DOCUMENT
——
From Ilha Formosa to Passport to Taiwan: Comparing the 2006 and 2018 Taiwanese Tourism Bureau Campaigns

Editor’s Note: There are so many ways to advocate for Taiwan: on the streets with Keep Taiwan Free, in DC with organizations like the Formosan Association for Public Affairs, and, like Washington University in St. Louis freshman Vivienne Chang shows, in the classroom by incorporating thoughtful research and analysis on Taiwan into open-topic schoolwork. We were so moved by her decision to, in her words, “write every optional paper I get for each class about something that is related to Taiwan.” If you are inspired to do the same, or have also incorporated independent research on Taiwan into any of your schoolwork, we’d love to share your work!


The Taiwanese Tourism Bureau is a government agency under the Ministry of Transportation and Communications of Taiwan; they’re responsible for developing and executing tourism plans and policy for the country. Since its establishment in 1972, the agency has launched numerous advertisement campaigns in hopes to garner greater interest towards the country. The campaigns typically consist of a digital component, such as a video, as well as a physical component, such as the event hosted in Manhattan each year called Passport to Taiwan. In my research paper I will be specifically focusing on the videos of the advertising campaigns, comparing how the content has changed from 2006 to 2018, reflecting the perspective the Bureau hopes for how foreigners view Taiwan. 

In 2006, the Tourism Bureau launched an advertising campaign called Ilha Formosa: Taiwan will Touch Your Heart, which includes a video on the various aspects of Taiwan. The program first begins with outlines of people which then morph into the letters that spell out “Taiwan”. The video then shifts over to clips of tourist attractions, such as the iconic Taipei 101 and Sun Moon Lake. Afterwards, picturesque scenes  of nature appear on the screen. A flock of egrets, more commonly known as herons, fly across the lake followed by a picture of Penghu, an island shaped like a double heart. Various clips of cultural activities then appear on the screen such as the performance of pili, a traditional glove puppetry show, and the customs of an Aboriginal tribe. The video then features recreational activities, like going to the beach and mountain biking, followed by traditional foods like soup dumplings, hot pot, and beef noodle soup. Finally, pictures of people from all socioeconomic and geographic backgrounds appear smiling with the Taiwanese Tourism Bureau’s information displayed on the screen. All the while, the song “Ilha Formosa” is playing in the background.
——
DATA FOR THIS TASK
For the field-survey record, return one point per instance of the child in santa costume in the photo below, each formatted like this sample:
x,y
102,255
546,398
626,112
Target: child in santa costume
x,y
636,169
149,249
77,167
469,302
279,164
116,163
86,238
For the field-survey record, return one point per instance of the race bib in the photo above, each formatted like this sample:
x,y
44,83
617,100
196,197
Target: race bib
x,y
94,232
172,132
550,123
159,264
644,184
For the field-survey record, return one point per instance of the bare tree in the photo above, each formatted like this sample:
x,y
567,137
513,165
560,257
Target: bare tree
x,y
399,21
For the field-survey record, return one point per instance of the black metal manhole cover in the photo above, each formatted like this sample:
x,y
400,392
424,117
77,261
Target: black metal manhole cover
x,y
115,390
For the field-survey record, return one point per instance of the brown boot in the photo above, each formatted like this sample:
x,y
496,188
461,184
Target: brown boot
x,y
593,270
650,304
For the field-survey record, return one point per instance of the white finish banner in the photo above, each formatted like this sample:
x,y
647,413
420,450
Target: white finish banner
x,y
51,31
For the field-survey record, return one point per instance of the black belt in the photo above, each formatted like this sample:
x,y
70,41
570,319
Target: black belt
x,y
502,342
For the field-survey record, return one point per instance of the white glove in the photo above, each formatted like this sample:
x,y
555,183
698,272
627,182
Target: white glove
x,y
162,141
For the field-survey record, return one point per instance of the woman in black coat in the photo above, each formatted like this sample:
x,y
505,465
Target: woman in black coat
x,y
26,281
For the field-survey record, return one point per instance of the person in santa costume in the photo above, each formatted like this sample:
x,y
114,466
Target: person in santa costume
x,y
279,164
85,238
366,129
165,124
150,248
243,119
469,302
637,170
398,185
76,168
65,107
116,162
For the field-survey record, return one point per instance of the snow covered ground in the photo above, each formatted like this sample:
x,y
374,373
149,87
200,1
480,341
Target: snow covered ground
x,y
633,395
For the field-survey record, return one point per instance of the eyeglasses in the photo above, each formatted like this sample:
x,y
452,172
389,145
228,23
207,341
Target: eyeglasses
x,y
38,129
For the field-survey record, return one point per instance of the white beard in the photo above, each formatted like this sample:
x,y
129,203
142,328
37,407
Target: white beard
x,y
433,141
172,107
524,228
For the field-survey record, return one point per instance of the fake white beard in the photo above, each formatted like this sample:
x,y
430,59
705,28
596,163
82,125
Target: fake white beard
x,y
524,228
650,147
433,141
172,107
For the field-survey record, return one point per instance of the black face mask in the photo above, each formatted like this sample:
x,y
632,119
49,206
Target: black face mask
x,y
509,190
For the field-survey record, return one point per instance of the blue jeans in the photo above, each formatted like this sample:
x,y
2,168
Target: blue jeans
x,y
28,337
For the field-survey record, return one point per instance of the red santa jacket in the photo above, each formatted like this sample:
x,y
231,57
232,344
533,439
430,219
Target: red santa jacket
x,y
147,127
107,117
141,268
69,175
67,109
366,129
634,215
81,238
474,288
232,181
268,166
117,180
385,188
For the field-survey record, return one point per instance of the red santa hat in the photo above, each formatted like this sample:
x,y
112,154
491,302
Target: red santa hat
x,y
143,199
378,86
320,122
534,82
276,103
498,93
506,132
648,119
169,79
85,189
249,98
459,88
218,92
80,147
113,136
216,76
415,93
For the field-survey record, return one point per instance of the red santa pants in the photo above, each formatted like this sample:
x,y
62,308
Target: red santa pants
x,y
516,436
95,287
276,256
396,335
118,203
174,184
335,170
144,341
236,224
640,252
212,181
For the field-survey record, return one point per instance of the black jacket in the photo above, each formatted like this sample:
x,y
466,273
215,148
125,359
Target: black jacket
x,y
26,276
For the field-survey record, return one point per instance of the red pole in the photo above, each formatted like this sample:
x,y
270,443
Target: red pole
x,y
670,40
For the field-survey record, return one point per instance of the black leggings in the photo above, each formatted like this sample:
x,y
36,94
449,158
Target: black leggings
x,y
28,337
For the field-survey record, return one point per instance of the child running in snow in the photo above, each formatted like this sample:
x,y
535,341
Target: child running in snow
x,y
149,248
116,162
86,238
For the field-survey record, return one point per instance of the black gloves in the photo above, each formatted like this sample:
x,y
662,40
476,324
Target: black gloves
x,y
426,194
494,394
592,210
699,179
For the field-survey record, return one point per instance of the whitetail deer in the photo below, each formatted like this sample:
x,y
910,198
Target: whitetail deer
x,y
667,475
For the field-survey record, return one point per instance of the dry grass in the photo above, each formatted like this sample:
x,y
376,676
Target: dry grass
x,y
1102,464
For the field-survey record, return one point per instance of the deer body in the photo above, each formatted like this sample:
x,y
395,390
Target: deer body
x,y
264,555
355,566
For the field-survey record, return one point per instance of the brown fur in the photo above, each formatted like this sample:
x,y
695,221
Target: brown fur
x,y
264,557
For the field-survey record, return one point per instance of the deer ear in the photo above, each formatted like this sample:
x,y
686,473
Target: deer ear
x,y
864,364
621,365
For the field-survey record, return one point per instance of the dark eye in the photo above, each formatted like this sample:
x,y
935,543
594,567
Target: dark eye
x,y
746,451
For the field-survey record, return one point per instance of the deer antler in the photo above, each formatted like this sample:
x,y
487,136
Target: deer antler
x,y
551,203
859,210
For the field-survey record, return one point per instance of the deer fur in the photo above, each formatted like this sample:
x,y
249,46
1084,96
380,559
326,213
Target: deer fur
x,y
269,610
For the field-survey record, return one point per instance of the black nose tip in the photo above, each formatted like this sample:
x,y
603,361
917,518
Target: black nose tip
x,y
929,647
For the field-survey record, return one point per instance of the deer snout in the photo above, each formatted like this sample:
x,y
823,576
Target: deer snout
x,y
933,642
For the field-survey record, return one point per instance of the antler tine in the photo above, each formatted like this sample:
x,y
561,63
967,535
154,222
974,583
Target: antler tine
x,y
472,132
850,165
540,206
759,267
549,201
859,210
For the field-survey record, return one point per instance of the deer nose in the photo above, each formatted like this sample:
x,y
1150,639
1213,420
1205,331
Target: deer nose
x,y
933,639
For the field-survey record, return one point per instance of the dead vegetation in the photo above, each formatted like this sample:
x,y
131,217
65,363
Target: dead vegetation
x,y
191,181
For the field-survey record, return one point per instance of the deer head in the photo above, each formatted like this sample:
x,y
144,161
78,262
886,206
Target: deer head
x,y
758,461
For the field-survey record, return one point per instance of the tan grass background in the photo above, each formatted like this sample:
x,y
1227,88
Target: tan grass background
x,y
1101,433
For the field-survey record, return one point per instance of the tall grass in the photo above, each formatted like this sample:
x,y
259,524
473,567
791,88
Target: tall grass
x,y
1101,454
——
ACTIONS TO TAKE
**1.** Which traditional foods does the Taiwan tourism essay say appear in the 2006 video? List them all.
**2.** Copy the listing from the line with "of the dead" up to and including its final line, swapping "Target" for "Label" and leaving everything else the same.

RESULTS FOR EACH TASK
**1.**
soup dumplings
hot pot
beef noodle soup

**2.**
For the field-survey record, return one point per instance of the dead vegetation in the photo above, each formatted like this sample:
x,y
131,217
65,363
Label: dead vegetation
x,y
191,181
For the field-survey record, return one point per instance of the deer head in the photo above, each formatted like this sample:
x,y
144,161
78,262
886,206
Label: deer head
x,y
758,461
For the field-survey record, return one point per instance of the tan grass background in the photo above, each formatted like this sample:
x,y
1227,88
Label: tan grass background
x,y
1101,433
For the field-survey record, return one point per instance of the tall grass in the photo above, each formatted like this sample:
x,y
259,524
473,567
791,88
Label: tall grass
x,y
1101,454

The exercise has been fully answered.